** Start Document section **

ID unique/duplicate lines

alnico · Post by **alnico** » Fri Apr 15, 2011 2:05 am

I am ripping data to create a relational database.

When I rip a column/field from my source file…it needs to be de-duplicated and then an ID assigned (add line number)…pretty simple.
I also, must create a replace list that will find the string in the source file and replace it with the ID. (running a total of two fll in succession).
Now this gets a little complex when fields overlap and share many ID’s.

Anyway, I am looking for a way to simplify this whole process. Here is what I am thinking…

A new filter ('ID lines') based on the ‘Count duplicate lines’ filter.
The filter would simply find all unique/duplicate lines and assign a number (ID)…it would only increment the ID number for each unique match. In the Output format field, replace %d with ‘The ID’)

** End Document section **

**Request A:** In the forum post, write out the passage starting with "alnico · Post" and going on through "share many ID’s.".
**Request B:** List the steps that the forum post says a column or field ripped from the source file must go through.
**Request C:** According to the forum post, which existing filter would the proposed 'ID lines' filter be based on?

** Start Information supplied **

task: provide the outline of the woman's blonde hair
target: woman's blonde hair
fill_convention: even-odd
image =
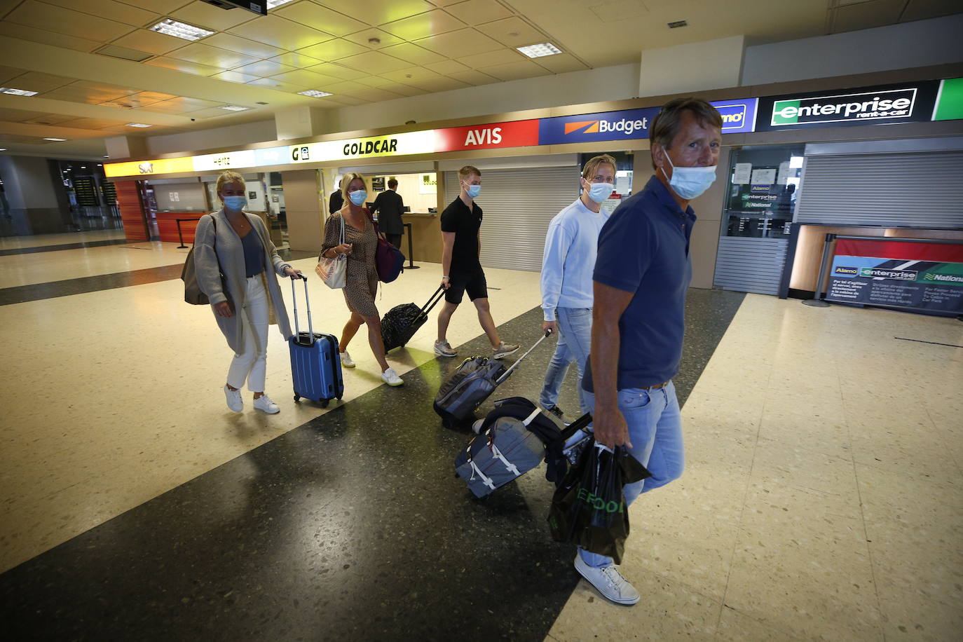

** End Information supplied **

**Answer A:**
alnico · Post by **alnico** » Fri Apr 15, 2011 2:05 am

I am ripping data to create a relational database.

When I rip a column/field from my source file…it needs to be de-duplicated and then an ID assigned (add line number)…pretty simple.
I also, must create a replace list that will find the string in the source file and replace it with the ID. (running a total of two fll in succession).
Now this gets a little complex when fields overlap and share many ID’s.

**Answer B:**
- De-duplicated
- Assigned an ID (add line number)
- A replace list is created that finds the string in the source file and replaces it with the ID

**Answer C:** The 'Count duplicate lines' filter.